Outline entries:
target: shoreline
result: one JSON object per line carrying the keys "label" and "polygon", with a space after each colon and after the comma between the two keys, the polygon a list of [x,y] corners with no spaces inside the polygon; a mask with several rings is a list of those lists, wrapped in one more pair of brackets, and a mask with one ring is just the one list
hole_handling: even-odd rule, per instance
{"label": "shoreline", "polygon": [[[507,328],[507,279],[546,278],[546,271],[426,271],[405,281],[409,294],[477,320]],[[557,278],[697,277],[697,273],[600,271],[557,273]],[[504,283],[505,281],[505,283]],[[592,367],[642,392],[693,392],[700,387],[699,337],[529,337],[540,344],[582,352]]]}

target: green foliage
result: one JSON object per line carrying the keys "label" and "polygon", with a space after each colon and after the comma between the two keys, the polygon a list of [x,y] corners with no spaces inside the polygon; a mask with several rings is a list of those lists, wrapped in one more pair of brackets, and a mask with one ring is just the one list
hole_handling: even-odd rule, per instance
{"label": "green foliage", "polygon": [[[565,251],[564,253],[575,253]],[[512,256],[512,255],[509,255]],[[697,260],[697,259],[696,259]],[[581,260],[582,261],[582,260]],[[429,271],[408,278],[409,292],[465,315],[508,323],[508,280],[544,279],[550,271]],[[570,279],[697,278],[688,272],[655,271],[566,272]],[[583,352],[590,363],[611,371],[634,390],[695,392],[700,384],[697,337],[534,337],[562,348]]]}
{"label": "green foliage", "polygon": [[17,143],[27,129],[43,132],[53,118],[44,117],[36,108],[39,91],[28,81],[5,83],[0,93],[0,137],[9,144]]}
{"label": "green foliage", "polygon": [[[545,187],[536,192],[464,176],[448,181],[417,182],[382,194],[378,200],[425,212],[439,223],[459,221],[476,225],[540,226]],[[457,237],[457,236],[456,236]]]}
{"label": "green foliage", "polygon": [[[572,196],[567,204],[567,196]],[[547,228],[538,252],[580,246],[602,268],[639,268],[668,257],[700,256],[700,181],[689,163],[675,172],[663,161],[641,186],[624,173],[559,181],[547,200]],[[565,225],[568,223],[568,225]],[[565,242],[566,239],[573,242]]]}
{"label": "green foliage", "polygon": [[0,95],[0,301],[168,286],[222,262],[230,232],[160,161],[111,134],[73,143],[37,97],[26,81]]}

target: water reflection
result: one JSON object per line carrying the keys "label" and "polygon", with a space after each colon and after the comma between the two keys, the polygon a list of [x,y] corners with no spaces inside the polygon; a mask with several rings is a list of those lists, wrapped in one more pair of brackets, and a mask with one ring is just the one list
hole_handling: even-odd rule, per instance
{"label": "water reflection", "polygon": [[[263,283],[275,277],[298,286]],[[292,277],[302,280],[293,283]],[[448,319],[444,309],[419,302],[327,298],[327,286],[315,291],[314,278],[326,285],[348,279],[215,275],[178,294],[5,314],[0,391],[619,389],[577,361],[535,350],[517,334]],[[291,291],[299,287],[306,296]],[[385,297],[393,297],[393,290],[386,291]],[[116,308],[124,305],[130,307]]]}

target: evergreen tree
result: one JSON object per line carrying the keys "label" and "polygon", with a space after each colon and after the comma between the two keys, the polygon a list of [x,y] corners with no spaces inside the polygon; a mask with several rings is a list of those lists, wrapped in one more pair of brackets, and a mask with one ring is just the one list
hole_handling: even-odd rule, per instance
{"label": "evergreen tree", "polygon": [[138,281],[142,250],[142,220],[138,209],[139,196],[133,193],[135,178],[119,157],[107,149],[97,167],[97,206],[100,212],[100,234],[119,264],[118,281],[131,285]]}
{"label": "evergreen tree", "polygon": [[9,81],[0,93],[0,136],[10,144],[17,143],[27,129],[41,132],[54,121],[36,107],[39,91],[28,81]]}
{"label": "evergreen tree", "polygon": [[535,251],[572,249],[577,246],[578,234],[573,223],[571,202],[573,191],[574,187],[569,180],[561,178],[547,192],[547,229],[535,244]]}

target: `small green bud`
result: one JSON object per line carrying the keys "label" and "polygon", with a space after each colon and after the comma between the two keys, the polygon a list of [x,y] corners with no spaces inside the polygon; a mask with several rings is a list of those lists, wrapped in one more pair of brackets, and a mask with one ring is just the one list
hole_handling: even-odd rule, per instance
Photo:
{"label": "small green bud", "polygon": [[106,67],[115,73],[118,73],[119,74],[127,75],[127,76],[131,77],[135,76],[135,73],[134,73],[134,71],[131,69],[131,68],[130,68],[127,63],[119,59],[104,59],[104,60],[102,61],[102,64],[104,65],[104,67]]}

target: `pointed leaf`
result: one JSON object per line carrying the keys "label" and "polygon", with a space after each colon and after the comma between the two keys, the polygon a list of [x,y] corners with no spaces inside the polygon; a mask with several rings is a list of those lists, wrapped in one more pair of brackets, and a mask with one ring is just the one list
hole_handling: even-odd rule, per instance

> **Exercise brief**: Extract every line of the entries above and reproduce each one verbatim, in its original order.

> **Response for this exercise**:
target: shoreline
result: one JSON object per line carrying the keys "label" and "polygon", with a space after each colon and after the comma between the two keys, the polygon a list of [x,y] corners with no spaces inside the polygon; a mask with several rings is a list of those lists, wrapped in one more pair of brackets, and a mask with one ring is just the one list
hole_handling: even-odd rule, per instance
{"label": "shoreline", "polygon": [[[507,328],[507,279],[546,278],[546,271],[426,271],[405,281],[409,294],[477,320]],[[557,278],[697,277],[697,273],[600,271],[557,273]],[[504,283],[505,281],[505,283]],[[592,367],[642,392],[693,392],[700,387],[699,337],[529,337],[540,344],[582,352]]]}

target: green foliage
result: one JSON object per line carrying the keys "label" and "polygon", with a space after each colon and after the comma between the two keys, the polygon a list of [x,y] corners with no spaces inside the polygon; a mask with several rings is a list of those lists, wrapped in one more pair of brackets, and a mask with one ring is just the one list
hole_handling: even-odd rule, per instance
{"label": "green foliage", "polygon": [[[565,251],[564,253],[575,253]],[[512,256],[512,255],[509,255]],[[697,260],[697,259],[696,259]],[[581,260],[582,261],[582,260]],[[429,271],[408,278],[409,292],[465,315],[508,323],[508,280],[544,279],[550,271]],[[570,279],[697,278],[688,272],[655,271],[566,272]],[[583,352],[590,363],[611,371],[634,390],[695,392],[700,384],[697,337],[534,337],[562,348]]]}
{"label": "green foliage", "polygon": [[17,143],[27,129],[43,132],[53,118],[44,117],[36,108],[39,91],[28,81],[5,83],[0,93],[0,137],[9,144]]}
{"label": "green foliage", "polygon": [[[545,187],[536,192],[464,176],[448,181],[417,182],[382,194],[378,200],[425,212],[439,223],[459,221],[476,225],[540,226]],[[457,237],[457,236],[456,236]]]}
{"label": "green foliage", "polygon": [[[572,196],[567,204],[567,196]],[[547,228],[538,252],[580,246],[602,268],[639,268],[668,257],[700,256],[700,181],[689,163],[675,172],[663,161],[641,186],[624,173],[559,181],[547,200]],[[565,225],[568,223],[568,225]],[[565,242],[566,239],[573,242]]]}
{"label": "green foliage", "polygon": [[0,95],[0,301],[168,286],[222,262],[230,232],[160,161],[111,134],[73,143],[37,97],[26,81]]}

target: water reflection
result: one JSON object per line carrying the keys "label" and "polygon", with a space after each colon and after the comma between the two keys, the polygon a list of [x,y] corners with no spaces inside the polygon; a mask with several rings is a list of those lists, wrapped in one more pair of brackets, and a mask with one ring is just the one list
hole_handling: even-odd rule, per instance
{"label": "water reflection", "polygon": [[[263,283],[275,277],[298,286]],[[292,277],[302,280],[293,283]],[[448,319],[444,309],[419,302],[327,298],[327,286],[315,291],[314,278],[326,285],[348,279],[215,275],[178,294],[5,314],[0,391],[619,389],[577,361],[535,350],[517,334]],[[291,291],[299,287],[306,296]],[[385,297],[393,297],[393,290],[386,291]],[[116,308],[124,305],[130,307]]]}

target: evergreen tree
result: one JSON object per line carrying the keys "label" and "polygon", with a space after each colon and after the comma between the two keys, the polygon a list of [x,y] corners with no spaces inside the polygon; a mask with several rings is a list of those lists, wrapped in one more pair of brackets, and a mask with one ring is just the one list
hole_handling: even-odd rule, per instance
{"label": "evergreen tree", "polygon": [[138,281],[142,250],[142,220],[138,209],[139,196],[133,193],[135,178],[119,157],[107,149],[97,167],[97,206],[100,212],[100,234],[119,264],[118,281],[131,285]]}
{"label": "evergreen tree", "polygon": [[9,81],[0,93],[0,136],[10,144],[17,143],[27,129],[41,132],[54,121],[36,107],[39,91],[28,81]]}
{"label": "evergreen tree", "polygon": [[535,251],[572,249],[577,246],[578,234],[573,223],[571,202],[573,191],[574,187],[569,180],[561,178],[547,192],[547,229],[535,244]]}

target: `small green bud`
result: one JSON object per line carrying the keys "label" and "polygon", with a space after each colon and after the comma between the two keys, the polygon a list of [x,y] corners with no spaces inside the polygon; a mask with several rings is a list of those lists, wrapped in one more pair of brackets, and a mask with one ring is just the one list
hole_handling: even-odd rule, per instance
Photo:
{"label": "small green bud", "polygon": [[106,67],[115,73],[118,73],[119,74],[127,75],[127,76],[131,77],[135,76],[135,73],[134,73],[134,71],[131,69],[131,68],[130,68],[127,63],[119,59],[104,59],[104,60],[102,61],[102,64],[104,65],[104,67]]}

target: `pointed leaf`
result: one JSON object per line carrying the keys "label" and "polygon", with a space after each colon and after the comma between the two keys, the polygon a list of [x,y] corners with no spaces inside the polygon; a mask with several rings is a list of those lists, wrapped in one more pair of brackets, and a mask with one ring is just the one list
hole_handling: even-odd rule, per instance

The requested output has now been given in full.